** Start **

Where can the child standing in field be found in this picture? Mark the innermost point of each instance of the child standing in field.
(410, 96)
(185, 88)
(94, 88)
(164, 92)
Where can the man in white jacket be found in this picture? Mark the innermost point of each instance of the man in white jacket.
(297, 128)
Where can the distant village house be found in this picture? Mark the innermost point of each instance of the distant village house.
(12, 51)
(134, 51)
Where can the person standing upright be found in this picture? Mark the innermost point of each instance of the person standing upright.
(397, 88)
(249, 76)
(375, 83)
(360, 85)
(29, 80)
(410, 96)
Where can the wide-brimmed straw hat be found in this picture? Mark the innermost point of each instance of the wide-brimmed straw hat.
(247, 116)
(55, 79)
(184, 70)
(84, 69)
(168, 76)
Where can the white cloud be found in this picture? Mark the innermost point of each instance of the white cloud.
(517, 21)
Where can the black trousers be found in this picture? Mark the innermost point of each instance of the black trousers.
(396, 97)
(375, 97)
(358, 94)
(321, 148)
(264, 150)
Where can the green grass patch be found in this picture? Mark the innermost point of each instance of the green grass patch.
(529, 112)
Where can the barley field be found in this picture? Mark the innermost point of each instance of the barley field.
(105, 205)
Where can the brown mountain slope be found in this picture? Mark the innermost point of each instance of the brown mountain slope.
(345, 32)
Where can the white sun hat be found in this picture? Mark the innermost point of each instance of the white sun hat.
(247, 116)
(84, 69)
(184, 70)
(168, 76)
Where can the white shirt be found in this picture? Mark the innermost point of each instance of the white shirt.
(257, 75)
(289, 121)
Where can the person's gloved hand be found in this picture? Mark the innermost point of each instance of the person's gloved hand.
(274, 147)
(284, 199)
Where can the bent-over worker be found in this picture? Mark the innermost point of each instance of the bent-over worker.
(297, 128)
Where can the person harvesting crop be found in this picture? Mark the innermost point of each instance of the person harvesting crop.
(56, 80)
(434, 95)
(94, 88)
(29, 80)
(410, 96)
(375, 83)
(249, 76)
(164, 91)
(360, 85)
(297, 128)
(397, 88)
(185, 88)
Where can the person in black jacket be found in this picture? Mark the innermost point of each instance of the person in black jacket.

** End **

Rescale every line from the line containing "Where can the person's" through the last line of the rows, both included. Repeat each line in full, keeping the requests unchanged, multiply every point coordinate by 0.8 and round it to a whole number with halves rounded up, and give only these lines.

• EXERCISE SOLUTION:
Where can the person's gloved hand be found in this picture? Mark the innermost point of each instance of the person's gloved hand.
(219, 118)
(227, 159)
Where can the bent-over worker be found in this picture? Mark the innermost point of each instance of the bent-over worker.
(238, 102)
Where can the person harvesting crop be found in this picture? Mark the innermost point of each instance of the person harvesting crop.
(45, 64)
(347, 76)
(75, 70)
(23, 64)
(328, 77)
(300, 66)
(199, 61)
(131, 73)
(288, 68)
(238, 102)
(318, 70)
(148, 70)
Where can the person in black jacket be found in this picture? Mark the innermost point of each instance of the person in black jacket.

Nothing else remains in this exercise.